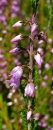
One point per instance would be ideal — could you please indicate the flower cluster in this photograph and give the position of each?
(16, 75)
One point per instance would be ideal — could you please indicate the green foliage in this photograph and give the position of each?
(23, 117)
(34, 4)
(36, 76)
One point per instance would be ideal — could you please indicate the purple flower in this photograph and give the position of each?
(29, 113)
(34, 27)
(29, 90)
(14, 82)
(18, 24)
(40, 42)
(17, 38)
(50, 128)
(15, 50)
(38, 59)
(17, 72)
(36, 116)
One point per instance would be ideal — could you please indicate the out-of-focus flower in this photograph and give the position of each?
(29, 113)
(47, 65)
(9, 104)
(36, 116)
(17, 38)
(17, 24)
(42, 124)
(29, 90)
(50, 128)
(40, 42)
(45, 77)
(38, 59)
(40, 50)
(15, 50)
(34, 27)
(43, 84)
(52, 50)
(16, 74)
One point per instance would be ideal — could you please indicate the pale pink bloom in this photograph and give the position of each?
(38, 59)
(45, 77)
(36, 116)
(34, 27)
(17, 38)
(43, 84)
(29, 90)
(52, 50)
(17, 72)
(29, 113)
(9, 104)
(40, 51)
(40, 42)
(47, 65)
(17, 24)
(15, 50)
(50, 40)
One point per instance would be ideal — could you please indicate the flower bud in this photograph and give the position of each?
(38, 59)
(29, 113)
(34, 27)
(17, 24)
(29, 90)
(17, 72)
(17, 38)
(15, 50)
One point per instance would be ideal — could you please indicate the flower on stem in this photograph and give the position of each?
(38, 59)
(29, 113)
(34, 27)
(18, 24)
(36, 116)
(17, 38)
(29, 90)
(15, 50)
(16, 74)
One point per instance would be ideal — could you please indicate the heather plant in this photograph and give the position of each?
(26, 97)
(30, 84)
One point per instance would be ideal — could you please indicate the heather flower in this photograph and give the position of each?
(50, 128)
(29, 113)
(29, 90)
(40, 42)
(34, 27)
(15, 50)
(18, 24)
(36, 116)
(17, 38)
(42, 124)
(38, 59)
(40, 50)
(17, 72)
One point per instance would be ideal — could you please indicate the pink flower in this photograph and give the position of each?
(15, 50)
(38, 59)
(18, 24)
(40, 42)
(29, 113)
(36, 116)
(34, 27)
(17, 38)
(29, 90)
(17, 72)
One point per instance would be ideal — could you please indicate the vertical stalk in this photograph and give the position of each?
(31, 71)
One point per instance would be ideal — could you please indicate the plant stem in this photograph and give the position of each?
(31, 72)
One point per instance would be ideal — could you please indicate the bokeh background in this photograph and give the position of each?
(12, 103)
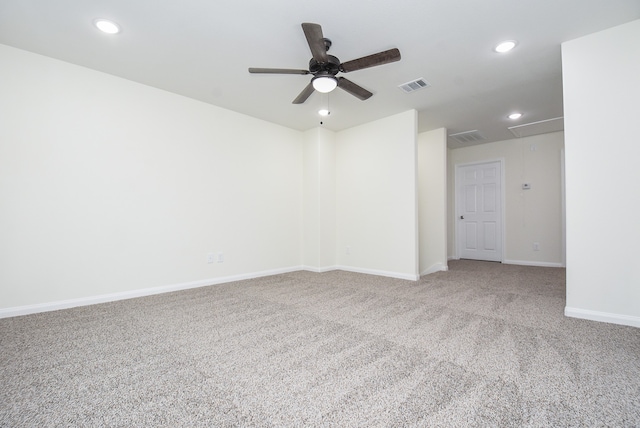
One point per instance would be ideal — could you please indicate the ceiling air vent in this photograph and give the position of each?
(467, 137)
(536, 128)
(414, 85)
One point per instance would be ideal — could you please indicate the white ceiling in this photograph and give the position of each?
(202, 49)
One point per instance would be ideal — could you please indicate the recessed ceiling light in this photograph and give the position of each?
(505, 46)
(106, 26)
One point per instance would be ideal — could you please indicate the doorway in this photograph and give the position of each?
(479, 216)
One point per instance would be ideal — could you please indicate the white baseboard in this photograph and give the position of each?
(104, 298)
(320, 269)
(438, 267)
(397, 275)
(602, 316)
(532, 263)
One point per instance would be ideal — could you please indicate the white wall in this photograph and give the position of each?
(601, 98)
(319, 236)
(533, 215)
(109, 186)
(432, 200)
(377, 197)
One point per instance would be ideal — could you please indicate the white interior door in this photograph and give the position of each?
(479, 211)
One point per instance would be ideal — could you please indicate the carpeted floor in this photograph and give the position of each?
(483, 344)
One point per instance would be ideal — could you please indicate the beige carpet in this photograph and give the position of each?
(481, 345)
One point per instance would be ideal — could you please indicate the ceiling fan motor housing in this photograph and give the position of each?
(332, 66)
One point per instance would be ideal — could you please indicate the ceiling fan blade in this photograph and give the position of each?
(277, 71)
(355, 90)
(313, 33)
(306, 93)
(380, 58)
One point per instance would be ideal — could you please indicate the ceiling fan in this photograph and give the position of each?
(325, 67)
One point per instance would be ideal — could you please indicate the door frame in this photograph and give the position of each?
(456, 207)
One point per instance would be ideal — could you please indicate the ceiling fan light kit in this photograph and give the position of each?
(324, 84)
(325, 67)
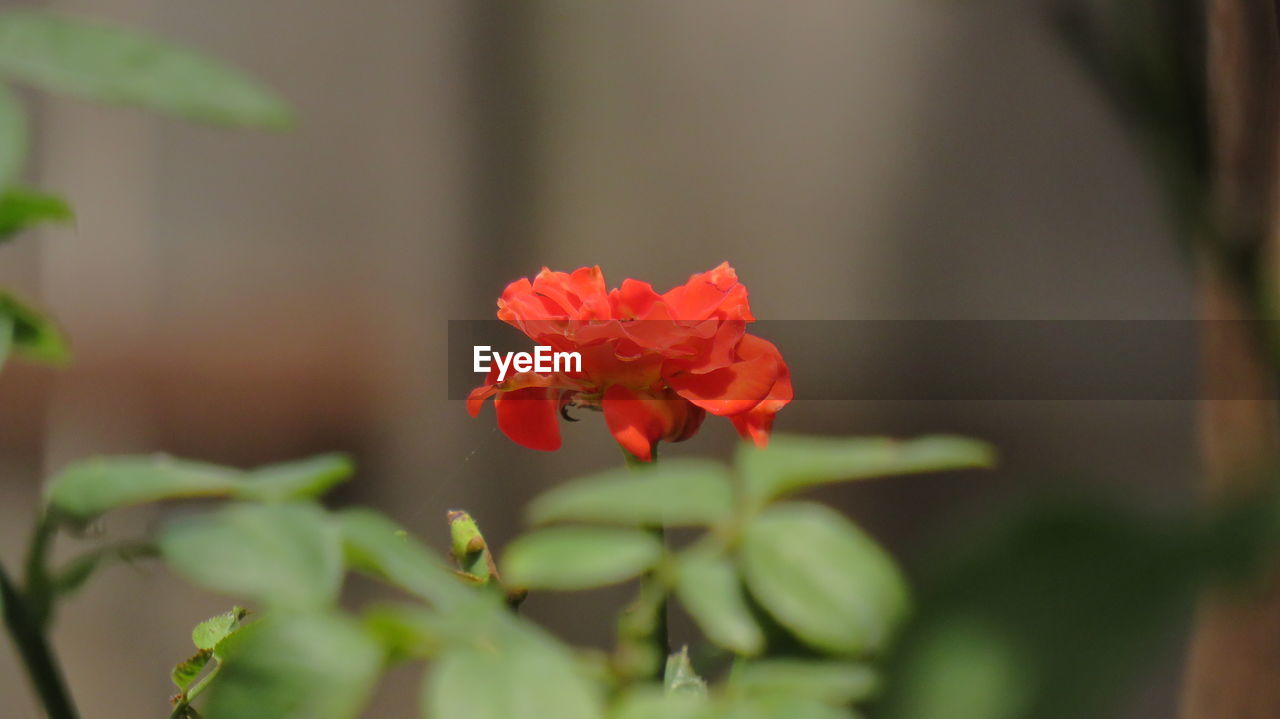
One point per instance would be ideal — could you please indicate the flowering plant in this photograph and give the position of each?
(654, 363)
(795, 610)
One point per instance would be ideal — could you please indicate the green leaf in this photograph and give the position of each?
(73, 575)
(88, 488)
(577, 558)
(653, 703)
(680, 677)
(832, 682)
(406, 631)
(23, 207)
(186, 672)
(287, 555)
(302, 479)
(709, 589)
(673, 493)
(516, 676)
(823, 578)
(115, 64)
(13, 137)
(781, 706)
(376, 545)
(792, 463)
(296, 667)
(7, 324)
(211, 631)
(32, 335)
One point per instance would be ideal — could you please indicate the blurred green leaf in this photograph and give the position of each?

════════

Give every line above again exactly, with no pictures.

• SOLUTION FOR THIS EXERCISE
One point per instance would be ideal — could you please indicate the flower cluster in this photograph and give the position of each?
(16, 75)
One point per instance would be ideal — could you please indicate the green foliage in this photograph and give the position of each?
(23, 117)
(34, 4)
(36, 76)
One point per instance would be ideal — could you please indicate the purple flower in this photograph and give the position of each?
(29, 113)
(34, 27)
(29, 90)
(14, 82)
(18, 24)
(40, 42)
(17, 38)
(50, 128)
(15, 50)
(38, 59)
(17, 72)
(36, 116)
One point per instance would be ideal — could you please indicate the out-of-focus flower in this photograph and give the position of each?
(29, 113)
(47, 65)
(9, 104)
(36, 116)
(17, 38)
(17, 24)
(42, 124)
(29, 90)
(50, 128)
(40, 42)
(45, 77)
(38, 59)
(40, 50)
(15, 50)
(34, 27)
(43, 84)
(52, 50)
(16, 74)
One point per instance would be ideal — could you please indicate the pale pink bloom in this photograph and give the position of each?
(38, 59)
(45, 77)
(36, 116)
(34, 27)
(17, 38)
(43, 84)
(29, 90)
(52, 50)
(17, 72)
(29, 113)
(9, 104)
(40, 51)
(40, 42)
(47, 65)
(17, 24)
(15, 50)
(50, 40)
One point per instance would be ideal — could you please indicate the flower bud in this photograph and give the position of each?
(38, 59)
(29, 113)
(34, 27)
(17, 24)
(29, 90)
(17, 72)
(17, 38)
(15, 50)
One point per instance would be ideal — could you please indicate the flower on stem in this photograph and give the position of each?
(38, 59)
(29, 113)
(34, 27)
(18, 24)
(36, 116)
(17, 38)
(29, 90)
(15, 50)
(16, 74)
One point per instance would be ideal — could you please indicate the heather plant in this photograph and give the position of each?
(26, 97)
(30, 84)
One point per instance would be ideal — could you please indicate the heather flower in this photograph and give the position of each?
(50, 128)
(29, 113)
(29, 90)
(40, 42)
(34, 27)
(15, 50)
(18, 24)
(36, 116)
(17, 38)
(42, 124)
(38, 59)
(40, 50)
(17, 72)
One point per instance would be ideal — could you please indicate the pink flower in this photograph and give the position of each?
(15, 50)
(38, 59)
(18, 24)
(40, 42)
(29, 113)
(36, 116)
(34, 27)
(17, 38)
(29, 90)
(17, 72)
One point per instance would be ideal — could you please indicate the vertical stalk in this photograph and give the position of each?
(31, 71)
One point per instance would be ideal — could you please indicate the plant stem in this photograph and give the position of each?
(31, 72)
One point per instance would be ideal — could you please indicate the bokeh background in this photograph and give the position of each?
(12, 103)
One point per instance would be ideal — could you please indicate the ceiling air vent in this photograph and give the position of each?
(467, 137)
(536, 128)
(414, 85)
One point per instance would be ideal — could you please indicate the white ceiling in this photograph and give the position of each?
(202, 49)
One point per instance would be ideal — could you please indicate the recessed ceiling light in this photograph and give the position of each?
(505, 46)
(106, 26)
One point per instance would be ideal — could you please indicate the doorway in this photograph and give the position of each?
(479, 216)
One point per instance would be ideal — could you please indicate the white baseboard in this photograph and give the position of each?
(104, 298)
(320, 269)
(438, 267)
(397, 275)
(602, 316)
(532, 263)
One point per instance would be ideal — could you please indicate the white wall in this photograph and give the position of each?
(601, 98)
(319, 236)
(533, 215)
(109, 186)
(432, 200)
(377, 197)
One point per instance would be ideal — could you please indicate the white interior door in this photograph and give the position of each?
(479, 211)
One point per instance would be ideal — could you please indicate the carpeted floor in this photograph and give the position of each?
(483, 344)
One point per instance would be ideal — could you please indicate the beige carpet in this photograph and give the position of each?
(481, 345)
One point per instance would be ideal — could you please indicate the ceiling fan motor housing in this photograph and give the position of each?
(332, 66)
One point per instance would be ideal — could you please indicate the ceiling fan blade in this photograph and give the position of each?
(277, 71)
(355, 90)
(313, 33)
(306, 93)
(380, 58)
One point per instance would be ideal — could you please indicate the ceiling fan in this photograph and give the position of each?
(325, 67)
One point per instance would be ideal — could you please indicate the door frame in this photograph and give the position of each?
(456, 207)
One point per instance would be ideal — could you please indicate the ceiling fan light kit in this photograph and give the position of each?
(324, 84)
(325, 67)
One point per instance would be ideal — could you please indicate the flowering plant in this photograph and give the position of each?
(654, 363)
(795, 610)
One point per instance would be ideal — could you please indicate the green leaf in this photograph and give the position of each?
(73, 575)
(88, 488)
(577, 558)
(653, 703)
(680, 677)
(832, 682)
(406, 631)
(23, 207)
(186, 672)
(287, 555)
(302, 479)
(709, 589)
(673, 493)
(516, 676)
(823, 578)
(115, 64)
(13, 137)
(781, 706)
(376, 545)
(792, 463)
(296, 667)
(7, 324)
(211, 631)
(32, 335)
One point per instance would be ideal — could you please indicate the blurred green leaf in this photograph and give the position of each?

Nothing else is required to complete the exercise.